AIM:
Reproduce the material below word for word, omitting the pictures.
----
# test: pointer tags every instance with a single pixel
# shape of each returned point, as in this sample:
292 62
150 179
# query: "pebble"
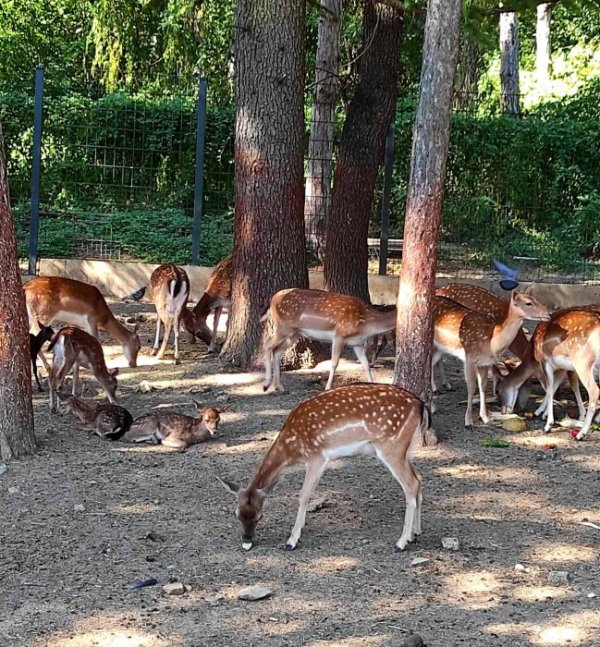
252 593
174 588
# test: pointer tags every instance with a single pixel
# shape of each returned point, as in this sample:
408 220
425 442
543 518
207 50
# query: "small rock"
419 560
252 593
174 588
558 578
450 543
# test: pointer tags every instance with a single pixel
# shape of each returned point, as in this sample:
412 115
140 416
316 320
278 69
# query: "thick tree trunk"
269 246
317 201
16 413
361 150
509 62
543 50
414 331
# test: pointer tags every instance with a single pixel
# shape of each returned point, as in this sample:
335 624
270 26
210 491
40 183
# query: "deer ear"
229 486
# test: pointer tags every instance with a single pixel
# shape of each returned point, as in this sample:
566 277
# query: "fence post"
----
FULL SOLUTION:
# test: pointer tags every instance with a single pixel
# shape of each returned point, as in this sample:
292 62
150 179
# query: "pebble"
252 593
174 588
# test: pointer tags every instance with a single pixel
# shape of each returned point, as in this sample:
408 220
425 442
543 518
207 50
# query: "small rock"
419 560
252 593
174 588
558 578
450 543
# test: pointer tags every instance with a single pixel
# shape of each returned point, as in this sample:
412 115
140 416
316 320
278 69
# query: "thick tree trunk"
269 246
317 201
16 413
361 150
509 62
543 50
414 331
# test: pointer tags every instance with a single pixel
# shape of each returned point, as in this sample:
335 624
270 26
210 491
40 183
# query: "deer ear"
229 486
# test: pointer tags every instance with a single pixel
# shape of each returned point, as in this sample:
566 277
# query: "fence post"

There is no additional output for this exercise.